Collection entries
Content starts
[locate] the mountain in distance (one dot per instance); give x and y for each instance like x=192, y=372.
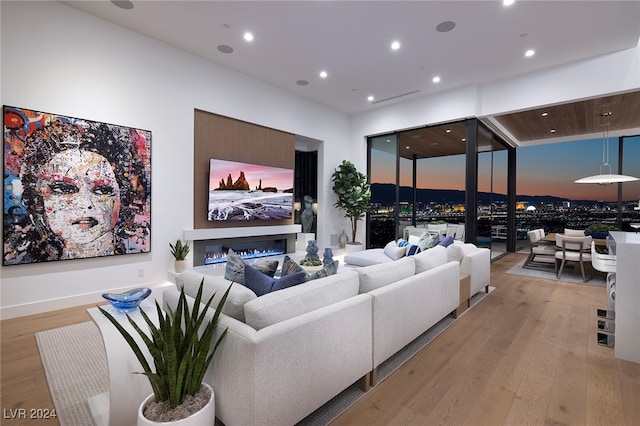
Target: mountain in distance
x=385, y=193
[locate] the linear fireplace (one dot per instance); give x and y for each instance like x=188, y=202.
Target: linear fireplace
x=214, y=251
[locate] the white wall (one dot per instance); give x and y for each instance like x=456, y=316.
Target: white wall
x=60, y=60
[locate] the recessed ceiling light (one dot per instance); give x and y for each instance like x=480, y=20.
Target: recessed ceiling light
x=123, y=4
x=225, y=49
x=445, y=26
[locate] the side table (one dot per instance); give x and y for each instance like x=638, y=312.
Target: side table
x=465, y=295
x=119, y=406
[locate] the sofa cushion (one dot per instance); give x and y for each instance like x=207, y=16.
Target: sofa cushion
x=413, y=249
x=430, y=258
x=289, y=266
x=376, y=276
x=394, y=251
x=446, y=241
x=238, y=295
x=234, y=269
x=281, y=305
x=262, y=284
x=367, y=257
x=459, y=250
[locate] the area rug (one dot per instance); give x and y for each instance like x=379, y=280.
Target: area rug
x=569, y=274
x=76, y=369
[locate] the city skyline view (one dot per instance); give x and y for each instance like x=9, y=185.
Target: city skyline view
x=541, y=170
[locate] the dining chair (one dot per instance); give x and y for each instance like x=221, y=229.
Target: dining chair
x=573, y=249
x=538, y=247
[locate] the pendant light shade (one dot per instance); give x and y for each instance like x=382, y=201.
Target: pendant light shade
x=606, y=179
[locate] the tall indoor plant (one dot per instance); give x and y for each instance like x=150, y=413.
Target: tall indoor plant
x=353, y=192
x=180, y=346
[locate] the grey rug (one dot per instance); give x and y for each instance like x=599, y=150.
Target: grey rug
x=570, y=273
x=75, y=365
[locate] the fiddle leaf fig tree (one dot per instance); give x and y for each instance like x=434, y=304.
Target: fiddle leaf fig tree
x=353, y=192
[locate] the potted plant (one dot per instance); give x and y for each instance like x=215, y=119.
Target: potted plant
x=179, y=252
x=354, y=194
x=600, y=230
x=180, y=346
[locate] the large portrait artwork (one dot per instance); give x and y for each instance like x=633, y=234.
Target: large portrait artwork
x=73, y=188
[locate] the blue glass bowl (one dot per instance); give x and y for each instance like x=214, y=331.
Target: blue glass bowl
x=129, y=299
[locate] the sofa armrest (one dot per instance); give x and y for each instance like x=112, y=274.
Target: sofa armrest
x=407, y=308
x=478, y=266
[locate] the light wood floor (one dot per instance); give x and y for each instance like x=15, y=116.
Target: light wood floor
x=526, y=354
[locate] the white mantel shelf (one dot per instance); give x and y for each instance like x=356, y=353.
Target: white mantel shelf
x=245, y=231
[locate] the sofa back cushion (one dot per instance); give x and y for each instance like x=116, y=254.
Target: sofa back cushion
x=281, y=305
x=238, y=296
x=459, y=250
x=376, y=276
x=428, y=259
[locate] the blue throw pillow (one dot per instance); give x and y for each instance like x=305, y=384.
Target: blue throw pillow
x=413, y=249
x=446, y=241
x=289, y=281
x=402, y=242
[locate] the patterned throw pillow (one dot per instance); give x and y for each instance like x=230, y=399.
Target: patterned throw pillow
x=234, y=269
x=261, y=283
x=289, y=266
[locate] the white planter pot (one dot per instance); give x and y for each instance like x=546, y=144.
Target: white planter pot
x=180, y=266
x=204, y=417
x=351, y=247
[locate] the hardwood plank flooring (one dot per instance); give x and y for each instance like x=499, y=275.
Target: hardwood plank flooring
x=526, y=354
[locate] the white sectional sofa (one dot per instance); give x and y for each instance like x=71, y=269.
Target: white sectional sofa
x=288, y=352
x=474, y=261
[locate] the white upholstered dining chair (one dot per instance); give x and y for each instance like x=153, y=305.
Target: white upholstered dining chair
x=573, y=249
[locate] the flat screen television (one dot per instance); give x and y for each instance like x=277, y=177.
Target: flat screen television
x=244, y=191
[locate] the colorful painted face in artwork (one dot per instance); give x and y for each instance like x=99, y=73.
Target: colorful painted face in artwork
x=73, y=188
x=81, y=198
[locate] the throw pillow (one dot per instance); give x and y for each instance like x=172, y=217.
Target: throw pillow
x=289, y=266
x=234, y=269
x=262, y=284
x=256, y=281
x=326, y=270
x=393, y=251
x=413, y=249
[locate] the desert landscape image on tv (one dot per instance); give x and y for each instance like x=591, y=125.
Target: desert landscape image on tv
x=244, y=191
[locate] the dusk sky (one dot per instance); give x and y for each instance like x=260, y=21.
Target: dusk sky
x=549, y=169
x=271, y=176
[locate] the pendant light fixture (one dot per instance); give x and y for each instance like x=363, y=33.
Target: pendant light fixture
x=606, y=179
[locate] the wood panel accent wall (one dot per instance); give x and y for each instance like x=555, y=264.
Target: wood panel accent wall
x=225, y=138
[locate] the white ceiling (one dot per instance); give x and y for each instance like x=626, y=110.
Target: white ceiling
x=295, y=40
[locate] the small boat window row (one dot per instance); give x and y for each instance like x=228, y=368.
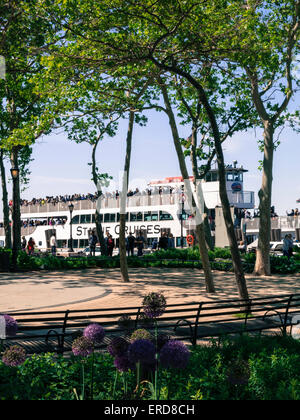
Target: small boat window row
x=148, y=216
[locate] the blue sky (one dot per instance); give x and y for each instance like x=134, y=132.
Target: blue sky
x=61, y=166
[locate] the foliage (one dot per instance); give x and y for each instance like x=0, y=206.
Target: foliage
x=172, y=258
x=269, y=369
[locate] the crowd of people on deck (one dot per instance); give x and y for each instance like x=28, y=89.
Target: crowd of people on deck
x=93, y=197
x=53, y=221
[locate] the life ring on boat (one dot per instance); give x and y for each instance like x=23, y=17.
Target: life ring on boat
x=190, y=239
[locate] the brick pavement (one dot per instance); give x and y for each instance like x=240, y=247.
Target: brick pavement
x=104, y=288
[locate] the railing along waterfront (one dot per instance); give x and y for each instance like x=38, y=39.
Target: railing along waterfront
x=283, y=222
x=24, y=231
x=155, y=200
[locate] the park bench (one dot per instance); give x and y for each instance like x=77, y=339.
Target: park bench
x=55, y=331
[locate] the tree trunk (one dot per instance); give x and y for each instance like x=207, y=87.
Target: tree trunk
x=122, y=240
x=207, y=230
x=184, y=172
x=97, y=212
x=209, y=282
x=236, y=258
x=6, y=221
x=16, y=211
x=262, y=264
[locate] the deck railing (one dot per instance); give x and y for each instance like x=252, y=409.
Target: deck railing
x=155, y=200
x=283, y=222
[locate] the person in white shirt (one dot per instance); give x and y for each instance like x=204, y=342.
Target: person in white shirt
x=53, y=244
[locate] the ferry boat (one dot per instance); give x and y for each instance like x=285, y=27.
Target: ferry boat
x=164, y=210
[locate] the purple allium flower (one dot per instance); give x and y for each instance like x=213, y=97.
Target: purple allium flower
x=14, y=356
x=174, y=354
x=11, y=326
x=125, y=322
x=123, y=364
x=140, y=334
x=238, y=373
x=118, y=347
x=94, y=332
x=82, y=346
x=141, y=351
x=154, y=305
x=145, y=322
x=162, y=339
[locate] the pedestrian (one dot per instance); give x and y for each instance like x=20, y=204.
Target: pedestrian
x=131, y=244
x=140, y=240
x=287, y=245
x=291, y=247
x=24, y=244
x=92, y=243
x=110, y=245
x=163, y=242
x=30, y=246
x=53, y=244
x=154, y=245
x=171, y=241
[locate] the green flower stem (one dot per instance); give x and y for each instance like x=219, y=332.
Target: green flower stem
x=115, y=384
x=156, y=361
x=138, y=376
x=92, y=374
x=83, y=382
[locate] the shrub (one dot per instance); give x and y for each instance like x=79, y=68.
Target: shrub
x=246, y=368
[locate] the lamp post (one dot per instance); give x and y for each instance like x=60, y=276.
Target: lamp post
x=16, y=216
x=182, y=212
x=71, y=208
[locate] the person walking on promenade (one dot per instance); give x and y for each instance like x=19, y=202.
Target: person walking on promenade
x=131, y=244
x=140, y=240
x=163, y=242
x=287, y=246
x=291, y=248
x=53, y=244
x=92, y=243
x=30, y=246
x=24, y=244
x=110, y=245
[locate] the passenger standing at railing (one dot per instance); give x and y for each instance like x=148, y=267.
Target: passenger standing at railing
x=53, y=244
x=23, y=244
x=296, y=216
x=30, y=246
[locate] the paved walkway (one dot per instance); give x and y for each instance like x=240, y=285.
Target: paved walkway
x=104, y=288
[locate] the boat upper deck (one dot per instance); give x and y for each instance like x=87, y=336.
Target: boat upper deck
x=244, y=199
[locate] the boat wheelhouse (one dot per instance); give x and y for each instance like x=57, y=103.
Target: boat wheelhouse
x=158, y=209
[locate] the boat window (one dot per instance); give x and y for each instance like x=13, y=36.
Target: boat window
x=154, y=216
x=178, y=242
x=126, y=218
x=85, y=218
x=208, y=177
x=147, y=216
x=164, y=215
x=214, y=177
x=83, y=243
x=136, y=217
x=75, y=220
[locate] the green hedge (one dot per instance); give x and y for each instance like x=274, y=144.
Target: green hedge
x=187, y=258
x=245, y=369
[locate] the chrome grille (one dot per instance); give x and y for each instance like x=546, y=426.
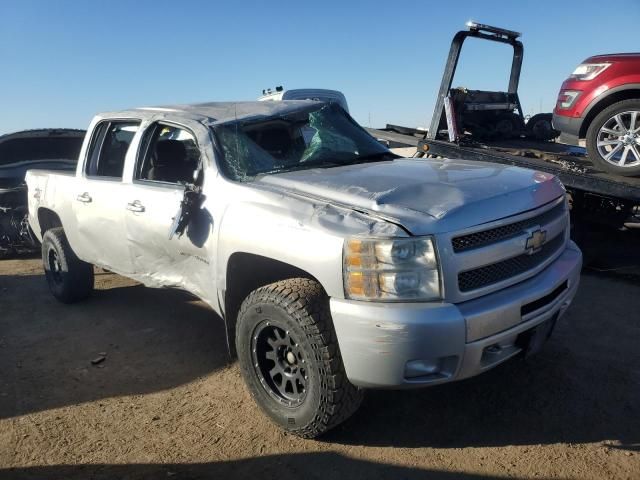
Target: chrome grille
x=487, y=237
x=494, y=273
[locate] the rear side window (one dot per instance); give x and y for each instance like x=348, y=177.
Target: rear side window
x=108, y=148
x=170, y=154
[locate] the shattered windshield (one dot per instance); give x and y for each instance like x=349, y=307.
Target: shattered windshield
x=319, y=136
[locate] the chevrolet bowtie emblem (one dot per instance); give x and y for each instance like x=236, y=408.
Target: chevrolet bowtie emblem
x=535, y=241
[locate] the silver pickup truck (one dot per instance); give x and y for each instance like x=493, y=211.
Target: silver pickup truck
x=336, y=265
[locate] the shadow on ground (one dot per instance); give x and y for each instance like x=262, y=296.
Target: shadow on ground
x=153, y=340
x=295, y=466
x=583, y=387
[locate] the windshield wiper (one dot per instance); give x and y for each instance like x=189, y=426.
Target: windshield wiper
x=298, y=166
x=373, y=157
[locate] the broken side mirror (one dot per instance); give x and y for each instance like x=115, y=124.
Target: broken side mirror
x=192, y=200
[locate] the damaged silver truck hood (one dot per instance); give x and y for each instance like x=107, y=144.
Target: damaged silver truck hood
x=425, y=195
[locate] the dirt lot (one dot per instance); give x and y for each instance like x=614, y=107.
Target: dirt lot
x=166, y=402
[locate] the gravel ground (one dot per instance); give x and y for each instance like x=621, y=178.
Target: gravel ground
x=164, y=401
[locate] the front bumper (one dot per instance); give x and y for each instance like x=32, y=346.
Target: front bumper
x=420, y=344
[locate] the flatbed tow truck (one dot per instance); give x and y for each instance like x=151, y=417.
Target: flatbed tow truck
x=596, y=195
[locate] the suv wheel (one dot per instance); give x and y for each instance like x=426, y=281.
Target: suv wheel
x=290, y=360
x=69, y=278
x=613, y=138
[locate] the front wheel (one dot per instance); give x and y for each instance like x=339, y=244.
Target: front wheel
x=290, y=360
x=613, y=138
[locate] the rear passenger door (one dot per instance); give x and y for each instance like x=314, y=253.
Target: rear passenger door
x=100, y=200
x=168, y=158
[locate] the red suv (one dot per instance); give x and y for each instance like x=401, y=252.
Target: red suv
x=600, y=102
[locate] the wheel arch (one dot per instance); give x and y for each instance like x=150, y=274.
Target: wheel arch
x=48, y=219
x=246, y=272
x=626, y=92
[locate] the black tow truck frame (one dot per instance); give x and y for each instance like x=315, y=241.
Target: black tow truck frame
x=596, y=195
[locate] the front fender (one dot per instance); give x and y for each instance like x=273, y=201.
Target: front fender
x=306, y=235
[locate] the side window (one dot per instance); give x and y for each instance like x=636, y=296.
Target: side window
x=108, y=148
x=169, y=154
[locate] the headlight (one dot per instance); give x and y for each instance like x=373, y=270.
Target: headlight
x=588, y=71
x=391, y=269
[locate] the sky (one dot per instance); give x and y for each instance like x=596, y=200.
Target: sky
x=64, y=61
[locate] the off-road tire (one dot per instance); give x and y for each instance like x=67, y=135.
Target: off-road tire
x=71, y=279
x=300, y=307
x=592, y=136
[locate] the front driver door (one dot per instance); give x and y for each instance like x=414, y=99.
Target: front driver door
x=168, y=157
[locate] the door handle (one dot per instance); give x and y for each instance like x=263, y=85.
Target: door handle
x=135, y=206
x=84, y=197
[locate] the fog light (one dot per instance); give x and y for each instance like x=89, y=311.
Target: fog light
x=420, y=368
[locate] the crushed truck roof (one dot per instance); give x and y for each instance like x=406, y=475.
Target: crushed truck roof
x=221, y=112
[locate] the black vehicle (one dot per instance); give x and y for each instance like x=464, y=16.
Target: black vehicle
x=468, y=125
x=51, y=149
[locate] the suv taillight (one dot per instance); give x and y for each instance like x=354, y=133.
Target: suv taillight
x=588, y=71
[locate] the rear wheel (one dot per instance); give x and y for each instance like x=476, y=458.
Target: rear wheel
x=290, y=358
x=613, y=138
x=69, y=278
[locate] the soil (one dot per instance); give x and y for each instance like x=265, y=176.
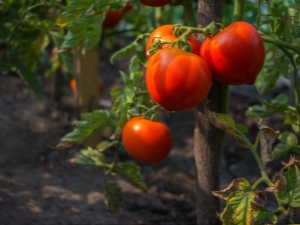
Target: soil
x=39, y=185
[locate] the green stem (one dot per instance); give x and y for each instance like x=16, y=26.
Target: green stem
x=238, y=11
x=281, y=44
x=158, y=16
x=295, y=80
x=252, y=148
x=258, y=14
x=190, y=13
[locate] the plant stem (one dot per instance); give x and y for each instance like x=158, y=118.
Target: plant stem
x=190, y=13
x=256, y=156
x=238, y=11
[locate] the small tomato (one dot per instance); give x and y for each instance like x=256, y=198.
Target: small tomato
x=147, y=141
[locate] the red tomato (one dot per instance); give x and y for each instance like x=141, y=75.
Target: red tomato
x=177, y=80
x=236, y=55
x=165, y=34
x=155, y=3
x=73, y=85
x=147, y=141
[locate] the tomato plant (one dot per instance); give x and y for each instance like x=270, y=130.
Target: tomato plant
x=73, y=85
x=165, y=34
x=177, y=80
x=113, y=17
x=236, y=55
x=155, y=3
x=147, y=141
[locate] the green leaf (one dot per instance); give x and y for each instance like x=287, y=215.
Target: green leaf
x=241, y=208
x=129, y=49
x=277, y=105
x=91, y=157
x=291, y=193
x=102, y=146
x=226, y=118
x=77, y=32
x=132, y=173
x=94, y=32
x=28, y=77
x=112, y=195
x=242, y=128
x=288, y=143
x=73, y=12
x=92, y=121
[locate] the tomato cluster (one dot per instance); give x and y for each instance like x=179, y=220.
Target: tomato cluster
x=178, y=80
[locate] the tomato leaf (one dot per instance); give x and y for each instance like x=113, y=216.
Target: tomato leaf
x=73, y=12
x=112, y=195
x=277, y=105
x=288, y=143
x=291, y=193
x=93, y=34
x=104, y=145
x=129, y=49
x=132, y=173
x=28, y=76
x=90, y=156
x=241, y=208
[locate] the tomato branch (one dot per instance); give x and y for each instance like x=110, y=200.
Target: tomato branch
x=238, y=11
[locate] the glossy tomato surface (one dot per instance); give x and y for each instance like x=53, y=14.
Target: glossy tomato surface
x=164, y=33
x=177, y=80
x=236, y=55
x=113, y=17
x=155, y=3
x=147, y=141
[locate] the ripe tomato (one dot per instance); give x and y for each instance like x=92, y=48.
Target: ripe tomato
x=147, y=141
x=73, y=85
x=155, y=3
x=236, y=55
x=113, y=17
x=165, y=33
x=177, y=80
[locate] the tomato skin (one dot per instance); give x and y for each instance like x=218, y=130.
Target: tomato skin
x=236, y=55
x=113, y=17
x=155, y=3
x=165, y=33
x=177, y=80
x=147, y=141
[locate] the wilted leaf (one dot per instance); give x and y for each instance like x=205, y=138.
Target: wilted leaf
x=279, y=182
x=132, y=173
x=288, y=143
x=267, y=137
x=112, y=194
x=291, y=193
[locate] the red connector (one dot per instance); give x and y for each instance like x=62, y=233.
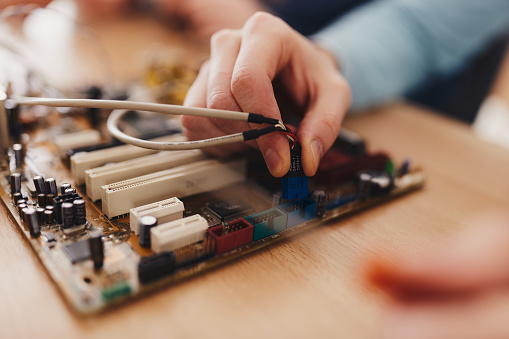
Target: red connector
x=238, y=233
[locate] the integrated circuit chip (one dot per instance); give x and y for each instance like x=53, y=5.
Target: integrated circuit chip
x=228, y=210
x=78, y=251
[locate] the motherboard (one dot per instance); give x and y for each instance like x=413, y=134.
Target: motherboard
x=111, y=222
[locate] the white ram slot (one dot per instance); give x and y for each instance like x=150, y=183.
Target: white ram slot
x=178, y=233
x=81, y=162
x=182, y=181
x=165, y=211
x=100, y=176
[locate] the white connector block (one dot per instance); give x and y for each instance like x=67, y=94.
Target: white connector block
x=100, y=176
x=81, y=162
x=199, y=177
x=164, y=211
x=178, y=233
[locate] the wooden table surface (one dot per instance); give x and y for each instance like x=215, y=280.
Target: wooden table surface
x=309, y=286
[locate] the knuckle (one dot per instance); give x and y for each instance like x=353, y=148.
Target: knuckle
x=220, y=99
x=242, y=80
x=223, y=36
x=190, y=123
x=261, y=19
x=332, y=124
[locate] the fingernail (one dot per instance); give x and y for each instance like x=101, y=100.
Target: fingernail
x=317, y=149
x=273, y=161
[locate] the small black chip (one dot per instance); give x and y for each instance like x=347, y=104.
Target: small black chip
x=50, y=237
x=78, y=251
x=228, y=210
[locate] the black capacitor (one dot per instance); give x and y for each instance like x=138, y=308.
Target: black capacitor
x=49, y=218
x=49, y=199
x=51, y=186
x=17, y=197
x=96, y=247
x=39, y=184
x=64, y=186
x=364, y=185
x=19, y=157
x=41, y=199
x=40, y=214
x=321, y=202
x=15, y=183
x=146, y=223
x=67, y=215
x=80, y=213
x=70, y=190
x=33, y=221
x=20, y=210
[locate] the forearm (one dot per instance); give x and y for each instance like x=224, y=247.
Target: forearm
x=389, y=48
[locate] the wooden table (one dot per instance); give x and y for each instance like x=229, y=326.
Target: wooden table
x=309, y=286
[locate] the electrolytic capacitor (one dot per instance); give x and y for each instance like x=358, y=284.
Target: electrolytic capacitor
x=70, y=190
x=96, y=247
x=321, y=202
x=40, y=214
x=20, y=211
x=146, y=223
x=51, y=186
x=16, y=197
x=49, y=199
x=80, y=213
x=67, y=215
x=15, y=183
x=39, y=184
x=18, y=155
x=49, y=217
x=33, y=222
x=64, y=186
x=41, y=199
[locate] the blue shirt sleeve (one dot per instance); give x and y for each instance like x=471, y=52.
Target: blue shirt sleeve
x=387, y=48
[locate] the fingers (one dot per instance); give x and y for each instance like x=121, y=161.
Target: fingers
x=242, y=68
x=477, y=261
x=320, y=126
x=260, y=58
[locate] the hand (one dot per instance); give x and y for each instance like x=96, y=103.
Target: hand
x=7, y=3
x=206, y=17
x=239, y=76
x=460, y=292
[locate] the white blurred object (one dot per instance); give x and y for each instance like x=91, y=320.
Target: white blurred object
x=492, y=121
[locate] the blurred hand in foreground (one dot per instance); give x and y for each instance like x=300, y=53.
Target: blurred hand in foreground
x=460, y=292
x=239, y=75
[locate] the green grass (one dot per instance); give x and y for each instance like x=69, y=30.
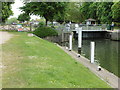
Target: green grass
x=31, y=62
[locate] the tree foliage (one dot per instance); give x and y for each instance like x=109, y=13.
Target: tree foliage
x=23, y=17
x=6, y=10
x=48, y=10
x=73, y=13
x=104, y=12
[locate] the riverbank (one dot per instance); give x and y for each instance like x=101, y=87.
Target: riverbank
x=4, y=37
x=105, y=75
x=31, y=62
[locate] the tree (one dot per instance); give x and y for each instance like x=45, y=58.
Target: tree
x=116, y=11
x=11, y=20
x=6, y=11
x=85, y=9
x=92, y=10
x=104, y=12
x=23, y=17
x=48, y=10
x=73, y=13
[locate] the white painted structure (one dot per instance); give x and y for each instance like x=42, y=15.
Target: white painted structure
x=92, y=51
x=79, y=37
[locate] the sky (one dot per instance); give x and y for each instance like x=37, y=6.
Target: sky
x=17, y=11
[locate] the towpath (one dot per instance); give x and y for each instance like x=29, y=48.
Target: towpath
x=4, y=36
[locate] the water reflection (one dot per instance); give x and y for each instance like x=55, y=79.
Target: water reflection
x=106, y=53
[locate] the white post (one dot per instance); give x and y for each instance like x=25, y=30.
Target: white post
x=70, y=42
x=92, y=52
x=79, y=39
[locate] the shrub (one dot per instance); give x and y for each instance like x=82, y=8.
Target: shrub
x=41, y=24
x=45, y=31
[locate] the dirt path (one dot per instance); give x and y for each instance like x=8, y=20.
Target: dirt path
x=4, y=36
x=105, y=75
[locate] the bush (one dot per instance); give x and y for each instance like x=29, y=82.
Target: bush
x=41, y=24
x=45, y=31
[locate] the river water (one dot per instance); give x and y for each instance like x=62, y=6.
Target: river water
x=106, y=53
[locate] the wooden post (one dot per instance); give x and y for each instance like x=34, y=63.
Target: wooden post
x=62, y=38
x=79, y=40
x=92, y=52
x=70, y=42
x=30, y=26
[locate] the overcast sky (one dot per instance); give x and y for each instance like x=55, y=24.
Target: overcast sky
x=17, y=11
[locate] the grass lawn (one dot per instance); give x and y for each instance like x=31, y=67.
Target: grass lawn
x=30, y=62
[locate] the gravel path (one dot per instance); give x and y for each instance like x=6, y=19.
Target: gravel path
x=4, y=36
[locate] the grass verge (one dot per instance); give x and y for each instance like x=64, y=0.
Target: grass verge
Content ends
From the line holding "Target: towpath" down to the final line above, quote every line exactly and only those lines.

▶ Answer to this task:
Target: towpath
x=4, y=36
[locate] the water reflection (one dot per instance); give x and y for each instance like x=55, y=79.
Target: water reflection
x=106, y=53
[locate] the white post (one dot per instance); give x and y for each instance like x=25, y=30.
Target: white post
x=70, y=42
x=92, y=52
x=79, y=39
[locate] the shrub (one dot per instance); give x and y for each instance like x=82, y=8.
Target: shrub
x=41, y=24
x=45, y=31
[locate] the dirt path (one dot per instance); give x and y for each instance like x=8, y=20.
Target: dirt path
x=4, y=36
x=105, y=75
[locate] the bush (one dot per instance); give x and y for each instance like x=29, y=82.
Target: bush
x=41, y=24
x=45, y=31
[locate] the river water (one dot per instance); give x and y for each instance like x=62, y=6.
Target: river water
x=106, y=53
[locate] the wooden post (one dot per instance); give x and y for each instance like x=34, y=63.
Target: wooden post
x=62, y=38
x=79, y=40
x=92, y=52
x=70, y=42
x=30, y=26
[locate] the overcast sky (one dot per instance); give x and y for each instance like x=55, y=24.
Target: overcast sky
x=17, y=11
[locate] the grass lawn (one dot per instance); give x and y for each instance like x=31, y=67.
Target: grass lawn
x=30, y=62
[locate] the gravel path (one dot per instance); give x and y for each instance like x=6, y=19.
Target: gravel path
x=4, y=36
[locate] the grass verge (one dot per instance); give x and y for each instance like x=64, y=0.
Target: grass verge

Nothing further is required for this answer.